Records from a point labeling set
★ ★ ★ ★

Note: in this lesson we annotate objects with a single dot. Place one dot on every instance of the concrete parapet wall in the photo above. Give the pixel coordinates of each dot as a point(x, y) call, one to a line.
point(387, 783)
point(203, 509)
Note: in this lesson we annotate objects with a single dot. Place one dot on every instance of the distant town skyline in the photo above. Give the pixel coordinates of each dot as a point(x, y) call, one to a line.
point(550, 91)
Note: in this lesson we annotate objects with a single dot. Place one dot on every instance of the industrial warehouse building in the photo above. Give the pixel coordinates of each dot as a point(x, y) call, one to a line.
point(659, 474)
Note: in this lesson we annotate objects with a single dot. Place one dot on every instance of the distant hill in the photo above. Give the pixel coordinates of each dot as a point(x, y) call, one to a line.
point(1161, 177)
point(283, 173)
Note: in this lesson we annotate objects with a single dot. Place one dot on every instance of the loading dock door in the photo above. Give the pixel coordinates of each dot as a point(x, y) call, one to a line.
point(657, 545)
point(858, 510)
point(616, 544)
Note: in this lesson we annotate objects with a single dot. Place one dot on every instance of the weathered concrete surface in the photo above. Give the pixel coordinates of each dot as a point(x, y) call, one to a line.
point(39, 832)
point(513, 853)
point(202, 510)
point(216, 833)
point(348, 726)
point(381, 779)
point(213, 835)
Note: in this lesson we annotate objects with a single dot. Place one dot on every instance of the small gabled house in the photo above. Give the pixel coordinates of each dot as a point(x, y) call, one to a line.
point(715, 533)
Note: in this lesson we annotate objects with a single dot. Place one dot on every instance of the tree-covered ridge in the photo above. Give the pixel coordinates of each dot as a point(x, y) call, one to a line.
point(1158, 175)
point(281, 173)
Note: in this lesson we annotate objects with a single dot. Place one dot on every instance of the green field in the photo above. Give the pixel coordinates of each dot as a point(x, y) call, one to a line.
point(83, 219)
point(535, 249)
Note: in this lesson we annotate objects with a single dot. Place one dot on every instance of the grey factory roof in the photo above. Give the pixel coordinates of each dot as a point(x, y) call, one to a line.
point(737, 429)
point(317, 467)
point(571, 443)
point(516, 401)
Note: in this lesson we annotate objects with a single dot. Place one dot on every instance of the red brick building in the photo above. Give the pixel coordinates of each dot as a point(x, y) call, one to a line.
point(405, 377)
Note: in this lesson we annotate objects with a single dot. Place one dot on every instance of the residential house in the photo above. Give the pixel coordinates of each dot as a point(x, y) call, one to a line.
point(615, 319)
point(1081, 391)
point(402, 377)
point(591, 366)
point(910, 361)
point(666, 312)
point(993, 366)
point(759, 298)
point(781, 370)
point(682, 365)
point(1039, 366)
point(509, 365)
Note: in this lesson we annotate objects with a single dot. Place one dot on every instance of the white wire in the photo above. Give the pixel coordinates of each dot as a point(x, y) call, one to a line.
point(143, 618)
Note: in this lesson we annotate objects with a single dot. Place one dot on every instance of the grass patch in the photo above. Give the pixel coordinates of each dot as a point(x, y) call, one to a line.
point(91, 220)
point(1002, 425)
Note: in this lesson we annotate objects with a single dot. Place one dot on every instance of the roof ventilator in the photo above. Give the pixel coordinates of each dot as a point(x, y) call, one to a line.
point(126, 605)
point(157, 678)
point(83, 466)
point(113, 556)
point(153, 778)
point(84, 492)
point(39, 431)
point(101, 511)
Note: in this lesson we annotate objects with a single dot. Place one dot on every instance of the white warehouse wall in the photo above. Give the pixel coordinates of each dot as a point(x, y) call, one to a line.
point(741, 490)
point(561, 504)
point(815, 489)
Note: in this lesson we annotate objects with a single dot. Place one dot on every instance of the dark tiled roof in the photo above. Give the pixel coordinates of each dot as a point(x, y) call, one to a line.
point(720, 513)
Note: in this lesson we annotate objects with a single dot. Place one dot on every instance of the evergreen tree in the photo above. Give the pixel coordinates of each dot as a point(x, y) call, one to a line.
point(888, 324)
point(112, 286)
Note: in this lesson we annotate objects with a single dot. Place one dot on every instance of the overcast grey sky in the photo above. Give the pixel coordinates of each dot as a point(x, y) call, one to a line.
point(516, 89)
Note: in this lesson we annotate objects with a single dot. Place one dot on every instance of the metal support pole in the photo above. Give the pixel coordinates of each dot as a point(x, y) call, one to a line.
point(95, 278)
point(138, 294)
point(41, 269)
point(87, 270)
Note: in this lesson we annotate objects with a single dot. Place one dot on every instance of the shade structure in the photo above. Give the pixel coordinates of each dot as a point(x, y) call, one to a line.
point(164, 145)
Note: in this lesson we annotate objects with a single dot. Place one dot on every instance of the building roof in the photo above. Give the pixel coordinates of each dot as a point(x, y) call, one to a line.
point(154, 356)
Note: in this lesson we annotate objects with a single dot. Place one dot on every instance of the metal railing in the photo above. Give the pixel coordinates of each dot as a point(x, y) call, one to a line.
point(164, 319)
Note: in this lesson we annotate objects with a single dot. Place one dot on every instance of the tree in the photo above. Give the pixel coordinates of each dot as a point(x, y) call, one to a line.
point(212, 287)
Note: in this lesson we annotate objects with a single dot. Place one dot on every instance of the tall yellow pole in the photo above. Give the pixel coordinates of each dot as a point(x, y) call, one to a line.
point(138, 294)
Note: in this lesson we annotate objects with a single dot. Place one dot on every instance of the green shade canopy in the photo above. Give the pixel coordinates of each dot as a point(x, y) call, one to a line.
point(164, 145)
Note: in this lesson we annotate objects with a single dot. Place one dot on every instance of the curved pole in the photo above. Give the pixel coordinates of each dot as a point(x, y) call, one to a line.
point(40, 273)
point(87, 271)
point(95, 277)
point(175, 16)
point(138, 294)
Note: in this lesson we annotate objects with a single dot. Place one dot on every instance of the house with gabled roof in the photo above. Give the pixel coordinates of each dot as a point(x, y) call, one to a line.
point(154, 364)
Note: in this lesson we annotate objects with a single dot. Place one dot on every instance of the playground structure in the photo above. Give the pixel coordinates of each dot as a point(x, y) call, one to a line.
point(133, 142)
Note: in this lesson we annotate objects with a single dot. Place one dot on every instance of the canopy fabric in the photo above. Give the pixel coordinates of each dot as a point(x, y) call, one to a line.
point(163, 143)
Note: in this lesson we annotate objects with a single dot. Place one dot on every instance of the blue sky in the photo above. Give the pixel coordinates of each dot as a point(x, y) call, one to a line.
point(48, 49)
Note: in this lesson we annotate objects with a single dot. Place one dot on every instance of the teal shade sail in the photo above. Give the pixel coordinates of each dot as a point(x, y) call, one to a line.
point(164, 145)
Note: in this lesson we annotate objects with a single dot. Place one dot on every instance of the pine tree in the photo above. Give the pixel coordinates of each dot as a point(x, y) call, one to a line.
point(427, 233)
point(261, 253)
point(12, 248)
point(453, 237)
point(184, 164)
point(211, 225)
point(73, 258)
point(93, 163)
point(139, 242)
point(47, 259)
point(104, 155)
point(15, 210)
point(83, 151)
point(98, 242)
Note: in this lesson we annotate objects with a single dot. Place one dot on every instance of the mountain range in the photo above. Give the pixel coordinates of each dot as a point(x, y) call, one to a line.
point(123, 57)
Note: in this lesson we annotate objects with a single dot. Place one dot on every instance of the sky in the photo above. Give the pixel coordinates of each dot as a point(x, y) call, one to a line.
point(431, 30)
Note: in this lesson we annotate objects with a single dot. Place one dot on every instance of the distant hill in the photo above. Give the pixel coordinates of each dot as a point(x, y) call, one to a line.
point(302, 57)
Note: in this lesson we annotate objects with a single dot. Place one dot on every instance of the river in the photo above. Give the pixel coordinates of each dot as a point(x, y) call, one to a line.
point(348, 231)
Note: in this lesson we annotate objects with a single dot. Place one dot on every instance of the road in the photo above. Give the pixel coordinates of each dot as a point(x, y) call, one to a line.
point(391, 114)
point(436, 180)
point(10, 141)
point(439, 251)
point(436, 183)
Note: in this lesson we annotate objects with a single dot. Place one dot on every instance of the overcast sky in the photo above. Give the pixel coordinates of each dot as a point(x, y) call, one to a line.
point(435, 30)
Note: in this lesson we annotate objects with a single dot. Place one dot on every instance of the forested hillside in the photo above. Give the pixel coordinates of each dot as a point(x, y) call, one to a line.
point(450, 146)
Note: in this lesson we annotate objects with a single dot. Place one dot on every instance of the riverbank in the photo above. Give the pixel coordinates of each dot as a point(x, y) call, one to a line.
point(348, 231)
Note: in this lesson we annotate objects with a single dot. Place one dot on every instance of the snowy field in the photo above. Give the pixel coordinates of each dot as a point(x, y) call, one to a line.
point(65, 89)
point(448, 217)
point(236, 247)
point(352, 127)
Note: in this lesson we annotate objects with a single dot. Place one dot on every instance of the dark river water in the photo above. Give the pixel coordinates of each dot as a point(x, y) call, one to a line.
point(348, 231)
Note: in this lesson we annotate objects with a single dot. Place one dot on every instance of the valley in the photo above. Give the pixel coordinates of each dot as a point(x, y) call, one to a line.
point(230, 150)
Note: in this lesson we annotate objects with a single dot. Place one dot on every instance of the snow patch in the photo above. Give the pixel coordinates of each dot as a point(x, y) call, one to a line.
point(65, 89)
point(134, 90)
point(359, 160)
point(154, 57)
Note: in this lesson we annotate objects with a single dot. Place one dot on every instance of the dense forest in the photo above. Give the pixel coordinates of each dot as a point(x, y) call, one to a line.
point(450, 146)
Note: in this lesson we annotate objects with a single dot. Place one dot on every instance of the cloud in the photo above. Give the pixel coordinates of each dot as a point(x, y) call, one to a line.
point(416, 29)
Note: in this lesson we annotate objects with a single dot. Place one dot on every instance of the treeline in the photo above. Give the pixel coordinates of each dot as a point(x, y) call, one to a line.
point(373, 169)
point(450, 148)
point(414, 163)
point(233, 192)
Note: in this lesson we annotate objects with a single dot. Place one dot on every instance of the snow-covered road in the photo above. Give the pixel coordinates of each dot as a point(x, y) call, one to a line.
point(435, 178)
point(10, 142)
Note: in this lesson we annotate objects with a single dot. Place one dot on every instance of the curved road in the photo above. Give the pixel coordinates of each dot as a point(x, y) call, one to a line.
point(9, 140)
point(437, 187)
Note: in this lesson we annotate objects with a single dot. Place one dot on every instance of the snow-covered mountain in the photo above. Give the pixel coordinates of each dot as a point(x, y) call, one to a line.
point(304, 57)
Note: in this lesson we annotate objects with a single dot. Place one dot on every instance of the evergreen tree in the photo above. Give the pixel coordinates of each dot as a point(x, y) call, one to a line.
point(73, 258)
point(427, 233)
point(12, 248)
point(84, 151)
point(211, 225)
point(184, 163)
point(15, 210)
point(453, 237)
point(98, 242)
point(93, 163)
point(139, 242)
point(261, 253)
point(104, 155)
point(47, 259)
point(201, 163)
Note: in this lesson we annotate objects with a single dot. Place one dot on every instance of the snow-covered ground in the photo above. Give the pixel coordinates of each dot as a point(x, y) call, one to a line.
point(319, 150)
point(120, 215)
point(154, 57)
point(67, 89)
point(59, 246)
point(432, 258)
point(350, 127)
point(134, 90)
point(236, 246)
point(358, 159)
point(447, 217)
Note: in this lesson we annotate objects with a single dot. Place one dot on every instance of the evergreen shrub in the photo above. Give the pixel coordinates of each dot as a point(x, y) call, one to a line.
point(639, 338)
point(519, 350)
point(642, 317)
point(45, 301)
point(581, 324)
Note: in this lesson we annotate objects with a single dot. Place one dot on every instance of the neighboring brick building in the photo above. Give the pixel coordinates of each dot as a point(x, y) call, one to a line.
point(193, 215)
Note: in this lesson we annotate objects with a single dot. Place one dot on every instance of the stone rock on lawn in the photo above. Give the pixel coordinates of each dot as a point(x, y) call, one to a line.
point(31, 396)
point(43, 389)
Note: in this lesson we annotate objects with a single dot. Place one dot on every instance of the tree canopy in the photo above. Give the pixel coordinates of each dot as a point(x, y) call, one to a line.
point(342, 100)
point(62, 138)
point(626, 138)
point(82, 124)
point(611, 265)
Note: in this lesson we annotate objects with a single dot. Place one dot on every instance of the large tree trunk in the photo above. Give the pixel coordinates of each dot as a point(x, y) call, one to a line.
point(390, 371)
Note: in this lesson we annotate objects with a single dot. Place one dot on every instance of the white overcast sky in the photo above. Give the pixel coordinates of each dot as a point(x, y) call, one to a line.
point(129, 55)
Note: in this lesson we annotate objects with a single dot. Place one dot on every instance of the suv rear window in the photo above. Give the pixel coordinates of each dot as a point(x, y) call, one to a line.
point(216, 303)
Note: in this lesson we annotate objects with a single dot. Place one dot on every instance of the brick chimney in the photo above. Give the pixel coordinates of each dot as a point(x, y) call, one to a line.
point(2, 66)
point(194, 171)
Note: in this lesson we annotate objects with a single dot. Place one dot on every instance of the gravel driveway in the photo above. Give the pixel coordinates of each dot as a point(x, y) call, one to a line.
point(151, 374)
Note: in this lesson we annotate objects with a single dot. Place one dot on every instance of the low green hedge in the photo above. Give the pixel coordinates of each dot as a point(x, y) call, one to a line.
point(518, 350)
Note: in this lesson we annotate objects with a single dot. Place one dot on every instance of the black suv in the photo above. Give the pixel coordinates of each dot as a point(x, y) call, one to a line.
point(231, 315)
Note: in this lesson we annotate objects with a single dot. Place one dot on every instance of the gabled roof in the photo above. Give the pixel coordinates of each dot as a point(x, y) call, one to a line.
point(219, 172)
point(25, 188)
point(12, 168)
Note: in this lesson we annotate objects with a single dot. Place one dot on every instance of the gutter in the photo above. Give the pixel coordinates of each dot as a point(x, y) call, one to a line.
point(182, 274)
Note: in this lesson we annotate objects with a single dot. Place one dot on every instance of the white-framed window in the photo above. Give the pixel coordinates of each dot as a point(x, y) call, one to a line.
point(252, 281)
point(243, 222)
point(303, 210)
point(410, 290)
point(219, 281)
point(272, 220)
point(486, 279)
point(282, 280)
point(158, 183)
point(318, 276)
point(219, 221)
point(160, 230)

★ ★ ★ ★

• JOB
Can you put the lines of the material into a Markdown table with columns named "No." and "Line", starting with the line that contains "of the teal" and going on through the line that contains "point(302, 57)", both included, one numbered row per line and no blank lines?

• EXPECTED OUTPUT
| No. | Line |
|---|---|
| 1 | Note: in this lesson we annotate objects with a single dot. Place one dot on every instance of the teal shade sail in the photo above. Give the pixel coordinates of each dot as a point(x, y) call, one to a line. |
| 2 | point(164, 145) |
| 3 | Note: in this lesson we annotate objects with a single dot. Place one dot on every instance of the pine tree in the photo above. Give the pixel coordinates of each dot as a point(x, y) call, one to a line. |
| 4 | point(427, 233) |
| 5 | point(261, 253) |
| 6 | point(12, 248) |
| 7 | point(453, 237) |
| 8 | point(184, 164) |
| 9 | point(211, 225) |
| 10 | point(73, 258) |
| 11 | point(93, 163) |
| 12 | point(139, 242) |
| 13 | point(47, 259) |
| 14 | point(104, 155) |
| 15 | point(15, 210) |
| 16 | point(83, 151) |
| 17 | point(98, 242) |
| 18 | Note: in this lesson we annotate objects with a single dot. Place one dot on every instance of the mountain range in the photo above. Give the pixel coordinates of each dot as a point(x, y) call, one to a line. |
| 19 | point(123, 57) |
| 20 | Note: in this lesson we annotate objects with a single dot. Place one dot on every instance of the sky in the photo above. Give the pixel coordinates of each dot as a point(x, y) call, one to a line. |
| 21 | point(431, 30) |
| 22 | Note: in this lesson we annotate objects with a single dot. Place one dot on every instance of the distant hill in the photo above. Give the pixel coordinates of each dot as a point(x, y) call, one to a line. |
| 23 | point(302, 57) |